Work to complete: Here are some records. Print all of them exactly.

Stored items:
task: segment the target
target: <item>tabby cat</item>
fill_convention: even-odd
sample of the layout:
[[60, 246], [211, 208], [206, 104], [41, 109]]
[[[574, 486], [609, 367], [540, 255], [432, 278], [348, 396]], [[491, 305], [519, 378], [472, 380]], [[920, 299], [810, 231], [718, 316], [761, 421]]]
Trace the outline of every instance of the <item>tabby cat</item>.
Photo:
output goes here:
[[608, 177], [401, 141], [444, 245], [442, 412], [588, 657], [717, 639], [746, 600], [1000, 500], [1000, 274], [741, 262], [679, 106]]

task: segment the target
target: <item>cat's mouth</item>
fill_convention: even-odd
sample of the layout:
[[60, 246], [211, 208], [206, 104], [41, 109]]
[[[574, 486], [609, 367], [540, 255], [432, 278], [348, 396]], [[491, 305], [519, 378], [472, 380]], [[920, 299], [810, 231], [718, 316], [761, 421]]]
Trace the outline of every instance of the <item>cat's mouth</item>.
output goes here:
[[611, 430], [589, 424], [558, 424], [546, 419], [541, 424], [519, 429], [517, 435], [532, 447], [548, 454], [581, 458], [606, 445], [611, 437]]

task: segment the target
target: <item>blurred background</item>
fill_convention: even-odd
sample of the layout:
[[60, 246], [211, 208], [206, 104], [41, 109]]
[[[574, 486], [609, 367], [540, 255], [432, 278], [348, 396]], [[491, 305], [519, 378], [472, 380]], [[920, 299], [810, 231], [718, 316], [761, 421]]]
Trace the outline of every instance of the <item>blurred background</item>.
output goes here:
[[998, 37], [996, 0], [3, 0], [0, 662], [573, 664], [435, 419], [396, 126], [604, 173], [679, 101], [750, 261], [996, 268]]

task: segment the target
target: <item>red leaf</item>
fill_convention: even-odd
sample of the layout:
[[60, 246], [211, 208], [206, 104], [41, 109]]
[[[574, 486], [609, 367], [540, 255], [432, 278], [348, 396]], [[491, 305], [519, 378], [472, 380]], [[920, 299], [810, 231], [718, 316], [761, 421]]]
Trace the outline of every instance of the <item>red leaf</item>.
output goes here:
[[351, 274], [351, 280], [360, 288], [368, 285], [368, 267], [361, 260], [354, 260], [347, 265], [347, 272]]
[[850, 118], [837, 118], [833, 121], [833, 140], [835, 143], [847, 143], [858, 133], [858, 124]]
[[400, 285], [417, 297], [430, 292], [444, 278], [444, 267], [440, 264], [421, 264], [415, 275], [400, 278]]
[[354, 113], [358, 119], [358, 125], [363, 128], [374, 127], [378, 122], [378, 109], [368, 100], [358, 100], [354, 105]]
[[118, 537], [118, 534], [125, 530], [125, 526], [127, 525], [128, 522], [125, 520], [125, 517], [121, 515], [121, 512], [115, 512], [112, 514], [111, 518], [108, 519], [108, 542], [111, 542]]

Worked solution:
task: segment the target
target: <item>tabby cat</item>
fill_convention: even-odd
sample of the layout:
[[60, 246], [211, 208], [206, 104], [41, 109]]
[[[574, 486], [609, 367], [540, 255], [432, 278], [348, 396]], [[491, 305], [519, 378], [472, 380]], [[920, 299], [810, 231], [718, 316], [761, 421]]]
Trace the outline of every instance of the <item>tabby cat</item>.
Photo:
output goes here:
[[608, 177], [401, 141], [444, 245], [442, 412], [588, 657], [717, 639], [746, 600], [1000, 500], [1000, 274], [741, 262], [679, 106]]

task: segment the target
target: <item>cat's mouth</item>
fill_convention: even-odd
sample of the layout:
[[60, 246], [211, 208], [206, 104], [41, 109]]
[[[574, 486], [609, 367], [540, 255], [432, 278], [348, 396]], [[491, 305], [519, 378], [472, 380]], [[920, 299], [810, 231], [718, 316], [761, 421]]]
Trace the outline of every instance of the <item>cat's mouth</item>.
output goes here:
[[611, 430], [589, 424], [558, 424], [546, 419], [541, 424], [519, 429], [517, 435], [532, 447], [548, 454], [581, 458], [606, 445], [611, 437]]

task: segment the target
target: <item>blurred background</item>
fill_convention: even-odd
sample of the layout:
[[60, 246], [211, 208], [206, 104], [41, 109]]
[[[574, 486], [609, 367], [540, 255], [432, 278], [348, 396]], [[491, 305], [519, 378], [472, 380]], [[920, 299], [810, 231], [718, 316], [761, 421]]]
Trace the outline of every instance of the <item>blurred background</item>.
output goes here:
[[998, 37], [996, 0], [3, 0], [0, 662], [573, 664], [435, 419], [396, 126], [604, 173], [679, 101], [750, 261], [996, 268]]

task: segment the target
target: <item>red leaf</item>
fill_convention: even-odd
sample of the layout:
[[60, 246], [211, 208], [206, 104], [41, 109]]
[[[574, 486], [609, 367], [540, 255], [432, 278], [348, 396]], [[491, 305], [519, 378], [472, 380]], [[920, 299], [810, 231], [718, 316], [761, 421]]]
Trace the outline of every instance of the <item>red leaf</item>.
output goes here:
[[351, 274], [351, 280], [360, 288], [368, 285], [368, 267], [361, 260], [354, 260], [347, 265], [347, 272]]
[[850, 118], [837, 118], [833, 121], [833, 140], [835, 143], [847, 143], [858, 133], [858, 124]]
[[400, 285], [417, 297], [430, 292], [444, 278], [444, 267], [440, 264], [421, 264], [415, 275], [400, 278]]
[[354, 113], [358, 119], [358, 125], [363, 128], [374, 127], [378, 122], [378, 109], [368, 100], [358, 100], [354, 105]]
[[118, 537], [118, 534], [125, 530], [125, 526], [127, 525], [128, 522], [125, 520], [125, 517], [121, 515], [121, 512], [115, 512], [112, 514], [111, 518], [108, 519], [108, 542], [111, 542]]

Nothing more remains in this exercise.